## Problem description
Repeat exactly each line of the data provided below.

+++++

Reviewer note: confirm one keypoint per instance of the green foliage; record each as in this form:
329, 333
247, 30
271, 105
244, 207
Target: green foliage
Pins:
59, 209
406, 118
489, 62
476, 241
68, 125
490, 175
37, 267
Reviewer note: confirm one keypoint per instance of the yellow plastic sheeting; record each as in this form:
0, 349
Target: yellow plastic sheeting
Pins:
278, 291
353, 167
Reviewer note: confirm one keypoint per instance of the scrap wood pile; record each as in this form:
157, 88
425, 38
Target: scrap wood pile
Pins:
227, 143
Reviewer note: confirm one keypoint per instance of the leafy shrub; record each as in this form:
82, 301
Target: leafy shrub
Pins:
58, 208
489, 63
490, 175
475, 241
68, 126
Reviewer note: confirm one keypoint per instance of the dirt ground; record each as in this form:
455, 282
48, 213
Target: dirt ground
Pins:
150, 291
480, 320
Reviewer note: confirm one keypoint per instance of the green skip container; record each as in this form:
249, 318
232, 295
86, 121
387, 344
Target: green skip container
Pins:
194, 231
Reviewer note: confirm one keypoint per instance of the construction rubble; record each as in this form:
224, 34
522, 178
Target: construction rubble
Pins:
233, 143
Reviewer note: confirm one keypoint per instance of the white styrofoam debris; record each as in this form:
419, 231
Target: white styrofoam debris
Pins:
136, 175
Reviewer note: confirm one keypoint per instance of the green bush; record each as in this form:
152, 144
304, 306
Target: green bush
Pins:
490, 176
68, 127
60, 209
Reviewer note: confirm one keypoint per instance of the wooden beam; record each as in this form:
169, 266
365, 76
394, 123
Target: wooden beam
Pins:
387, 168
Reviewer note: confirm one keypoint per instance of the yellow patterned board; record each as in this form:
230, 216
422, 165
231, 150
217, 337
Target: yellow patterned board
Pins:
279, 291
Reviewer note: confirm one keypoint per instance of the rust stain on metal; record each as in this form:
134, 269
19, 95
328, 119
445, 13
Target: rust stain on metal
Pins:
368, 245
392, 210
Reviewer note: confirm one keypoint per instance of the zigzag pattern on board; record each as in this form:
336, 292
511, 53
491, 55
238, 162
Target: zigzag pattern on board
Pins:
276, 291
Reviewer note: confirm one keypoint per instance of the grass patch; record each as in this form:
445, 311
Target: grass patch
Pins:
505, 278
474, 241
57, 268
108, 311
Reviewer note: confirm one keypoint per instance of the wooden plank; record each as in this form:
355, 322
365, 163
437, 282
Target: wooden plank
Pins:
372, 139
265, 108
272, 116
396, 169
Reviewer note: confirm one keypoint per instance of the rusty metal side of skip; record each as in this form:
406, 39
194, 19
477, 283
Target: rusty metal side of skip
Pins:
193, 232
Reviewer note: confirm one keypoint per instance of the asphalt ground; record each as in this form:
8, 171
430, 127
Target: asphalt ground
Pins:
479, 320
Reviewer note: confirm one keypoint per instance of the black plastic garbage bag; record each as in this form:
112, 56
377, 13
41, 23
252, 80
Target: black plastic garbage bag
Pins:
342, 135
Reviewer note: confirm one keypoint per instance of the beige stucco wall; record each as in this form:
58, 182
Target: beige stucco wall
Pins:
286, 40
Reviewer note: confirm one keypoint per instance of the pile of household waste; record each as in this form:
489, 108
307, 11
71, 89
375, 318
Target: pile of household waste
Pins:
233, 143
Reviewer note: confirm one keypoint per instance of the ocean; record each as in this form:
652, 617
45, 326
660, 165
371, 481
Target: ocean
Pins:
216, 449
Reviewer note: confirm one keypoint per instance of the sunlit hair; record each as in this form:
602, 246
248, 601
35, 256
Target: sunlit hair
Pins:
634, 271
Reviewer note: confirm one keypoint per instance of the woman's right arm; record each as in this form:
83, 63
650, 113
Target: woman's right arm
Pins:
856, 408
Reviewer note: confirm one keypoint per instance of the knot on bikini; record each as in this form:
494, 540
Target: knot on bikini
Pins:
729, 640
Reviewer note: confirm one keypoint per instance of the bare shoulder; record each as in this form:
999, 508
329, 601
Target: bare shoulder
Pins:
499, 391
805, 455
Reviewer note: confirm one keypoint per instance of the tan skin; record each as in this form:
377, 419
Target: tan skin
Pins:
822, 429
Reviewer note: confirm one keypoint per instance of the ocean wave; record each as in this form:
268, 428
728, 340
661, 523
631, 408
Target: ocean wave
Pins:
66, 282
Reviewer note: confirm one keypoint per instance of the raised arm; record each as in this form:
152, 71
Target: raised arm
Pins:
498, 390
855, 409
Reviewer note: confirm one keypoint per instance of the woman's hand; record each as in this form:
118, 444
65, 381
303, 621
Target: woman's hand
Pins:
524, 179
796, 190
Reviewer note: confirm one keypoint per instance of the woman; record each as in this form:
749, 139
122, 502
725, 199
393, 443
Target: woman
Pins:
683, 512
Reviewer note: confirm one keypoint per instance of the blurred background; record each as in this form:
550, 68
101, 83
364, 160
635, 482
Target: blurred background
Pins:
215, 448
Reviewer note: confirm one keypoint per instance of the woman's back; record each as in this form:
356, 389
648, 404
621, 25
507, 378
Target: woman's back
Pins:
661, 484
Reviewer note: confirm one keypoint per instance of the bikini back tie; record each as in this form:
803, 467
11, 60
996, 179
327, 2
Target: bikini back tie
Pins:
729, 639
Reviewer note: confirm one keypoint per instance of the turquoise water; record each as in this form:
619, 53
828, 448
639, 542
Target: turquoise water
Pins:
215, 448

+++++

## Response to this task
Reviewer note: confirm one keypoint per instance of the green foliage; record each as in this form:
329, 333
247, 30
271, 105
244, 207
Target: green foliage
Pins:
59, 209
406, 118
489, 62
476, 241
68, 125
490, 175
37, 267
Reviewer note: confirm one keypoint per instance of the yellow plastic sheeting; record each as in this form:
0, 349
Target: yellow plastic sheeting
Pins:
278, 291
353, 167
Reviewer note: confirm one keypoint per instance of the scrap wood pile; record each as in this form:
157, 88
425, 38
Target: scrap wood pile
Pins:
227, 143
Reviewer note: confirm one keypoint per instance of the leafy shrub; record each as in this form:
82, 301
Target: leafy shrub
Pins:
58, 208
489, 63
490, 175
475, 241
68, 126
Reviewer note: confirm one keypoint per instance of the dirt ground; record each as in this form:
455, 282
48, 213
Target: dirt ground
Pins:
150, 291
480, 320
Reviewer note: confirm one keypoint per instance of the green skip container; record each as in this form:
249, 318
232, 295
86, 121
387, 344
Target: green skip container
Pins:
194, 231
Reviewer note: confirm one keypoint per instance of the construction rubble; record each as in this form:
224, 34
522, 178
Target: construction rubble
Pins:
233, 143
Reviewer note: confirm one keypoint per instance of the white styrofoam debris; record each as in this form:
419, 231
Target: white styrofoam debris
Pins:
136, 175
Reviewer note: confirm one keypoint per instance of the green bush; record each as in this form:
152, 144
304, 306
Target: green bush
Pins:
490, 176
68, 127
60, 209
Reviewer note: confirm one keypoint per instance of the wooden beam; record each as in this form:
169, 266
365, 76
394, 123
Target: wooden beam
Pins:
387, 168
Reviewer note: confirm one keypoint per instance of the yellow patterned board; record each as in this form:
230, 216
422, 165
231, 150
217, 337
Target: yellow patterned board
Pins:
279, 291
Reviewer note: confirm one keypoint per instance of the rust stain on metal; record each as in this form:
134, 269
19, 95
328, 119
445, 13
Target: rust stain on metal
Pins:
368, 245
392, 210
Reviewer note: confirm one keypoint per instance of the zigzag pattern on board; record each as in this form:
336, 292
511, 53
491, 55
238, 162
Target: zigzag pattern on board
Pins:
276, 291
Reviewer note: confirm one keypoint per instance of the grass patch; record each as in this form:
445, 311
Target: grass patch
Pins:
505, 278
474, 241
57, 268
108, 311
Reviewer note: confirm one keypoint per instance of the wooden plank; record each as in this form:
355, 322
365, 163
437, 282
Target: wooden plank
Pins:
372, 139
265, 108
272, 116
396, 169
Reviewer note: confirm one keypoint per instance of the rusty metal side of skip; record each as in this form:
406, 39
194, 19
477, 283
Target: rusty metal side of skip
Pins:
193, 232
Reviewer note: confirm one keypoint per instance of the asphalt ground; record each as in this form:
8, 171
430, 127
Target: asphalt ground
Pins:
479, 320
Reviewer note: confirm one keypoint per instance of the black plastic garbage bag; record each as in this form:
112, 56
377, 13
41, 23
252, 80
Target: black plastic garbage bag
Pins:
342, 135
Reviewer note: confirm one keypoint per instance of the beige stucco wall; record each as in this form:
58, 182
Target: beige stucco wall
Pins:
286, 40
Reviewer note: confirm one keypoint per instance of the pile of household waste; record each as in this form:
489, 108
307, 11
71, 89
375, 318
Target: pile of household waste
Pins:
233, 143
Reviewer note: confirm one keypoint per instance of the ocean; record each as in this form:
652, 617
45, 326
660, 165
371, 481
Target: ocean
Pins:
216, 449
Reviewer note: confirm one keypoint per instance of the sunlit hair; record each as in this form:
602, 246
248, 601
35, 256
Target: sunlit hair
Pins:
634, 271
Reviewer note: confirm one keypoint per instance of the woman's right arm; record each as in this form:
83, 63
650, 113
Target: woman's right arm
Pins:
856, 408
Reviewer note: confirm one keypoint per instance of the knot on bikini; record each as in this form:
494, 540
Target: knot on bikini
Pins:
729, 640
Reviewer note: confirm one keypoint per instance of the bare shoulder; record each as in this form:
999, 508
329, 601
Target: bare shoulder
Pins:
499, 391
805, 455
Reviewer note: confirm one keypoint per instance of the tan skin; record each as in this form:
377, 419
Target: tan skin
Pins:
822, 429
Reviewer note: confirm one keypoint per instance of the ocean wave; record each as in this form:
268, 428
728, 340
661, 523
631, 408
Target: ocean wave
Pins:
66, 282
Reviewer note: confirm one keypoint per instance of the raised arm; record each as in this form:
152, 71
Target: raised arm
Pins:
498, 390
855, 409
Reviewer note: confirm one keypoint per instance of the woman's hand; record each as in this form:
118, 444
65, 381
303, 621
Target: woman's hand
Pins:
524, 179
796, 190
Reviewer note: confirm one keypoint per instance of the woman; record each as in this form:
749, 139
122, 502
725, 199
393, 443
Target: woman
Pins:
683, 512
Reviewer note: confirm one keypoint per instance of the blurred background; record each as in this form:
550, 68
101, 83
364, 160
635, 482
Target: blurred background
Pins:
215, 448
Reviewer note: confirm one keypoint per instance of the woman's back; record each as in this form:
356, 389
648, 404
621, 25
507, 378
Target: woman's back
Pins:
661, 484
Reviewer note: confirm one keypoint per instance of the bikini back tie; record each as in this form:
803, 467
11, 60
996, 179
327, 2
Target: bikini back tie
Pins:
729, 639
Reviewer note: confirm one keypoint per instance of the turquoise water; record each as in this form:
619, 53
828, 448
639, 542
Target: turquoise water
Pins:
215, 448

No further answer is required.